◆ **The problem**: Please tally the lines in the listing below that contain the string "ground", matching case exactly, and reply with the number alone.

◆ **Stored data**:
|---|
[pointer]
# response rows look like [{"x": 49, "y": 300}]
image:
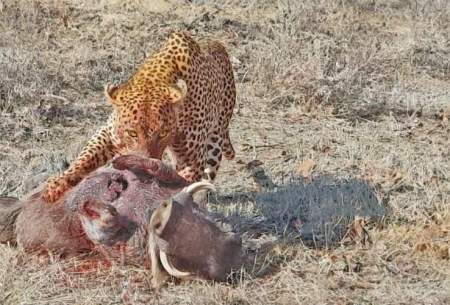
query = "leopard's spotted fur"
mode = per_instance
[{"x": 151, "y": 113}]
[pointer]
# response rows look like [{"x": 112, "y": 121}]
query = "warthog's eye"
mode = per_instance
[{"x": 131, "y": 133}]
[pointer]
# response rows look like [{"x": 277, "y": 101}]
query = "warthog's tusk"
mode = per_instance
[
  {"x": 169, "y": 268},
  {"x": 199, "y": 186}
]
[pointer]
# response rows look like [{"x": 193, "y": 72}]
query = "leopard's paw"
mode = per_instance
[{"x": 55, "y": 188}]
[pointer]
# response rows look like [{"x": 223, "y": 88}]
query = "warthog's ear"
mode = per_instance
[
  {"x": 111, "y": 94},
  {"x": 178, "y": 92}
]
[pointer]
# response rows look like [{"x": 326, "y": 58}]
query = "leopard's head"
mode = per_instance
[{"x": 146, "y": 118}]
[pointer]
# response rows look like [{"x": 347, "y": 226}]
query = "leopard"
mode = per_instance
[{"x": 179, "y": 101}]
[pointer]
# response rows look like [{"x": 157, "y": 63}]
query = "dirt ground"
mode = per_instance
[{"x": 349, "y": 90}]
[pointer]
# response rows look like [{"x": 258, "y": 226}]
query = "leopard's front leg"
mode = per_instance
[{"x": 96, "y": 153}]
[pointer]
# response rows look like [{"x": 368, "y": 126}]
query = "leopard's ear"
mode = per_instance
[
  {"x": 178, "y": 92},
  {"x": 111, "y": 94}
]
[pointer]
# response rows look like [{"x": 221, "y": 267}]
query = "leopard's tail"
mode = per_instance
[
  {"x": 227, "y": 148},
  {"x": 10, "y": 208}
]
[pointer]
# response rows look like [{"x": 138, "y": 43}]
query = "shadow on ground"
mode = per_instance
[{"x": 317, "y": 213}]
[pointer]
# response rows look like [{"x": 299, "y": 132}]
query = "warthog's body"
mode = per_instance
[{"x": 106, "y": 209}]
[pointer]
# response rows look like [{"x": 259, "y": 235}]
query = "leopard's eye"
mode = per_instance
[
  {"x": 164, "y": 133},
  {"x": 131, "y": 133}
]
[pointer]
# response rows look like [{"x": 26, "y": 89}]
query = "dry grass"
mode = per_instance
[{"x": 359, "y": 87}]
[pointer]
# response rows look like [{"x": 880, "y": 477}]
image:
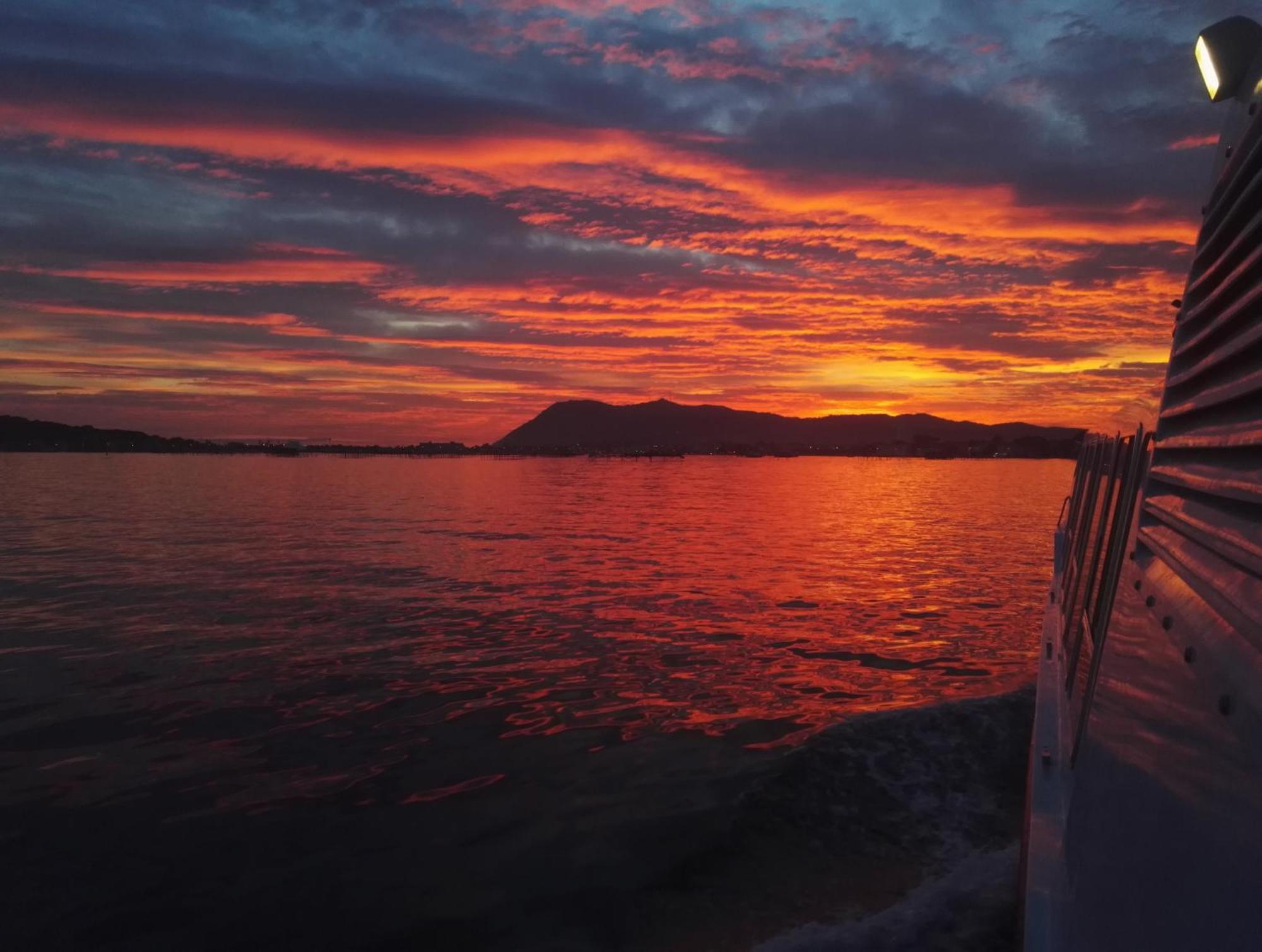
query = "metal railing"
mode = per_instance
|---|
◆ **Solution**: 2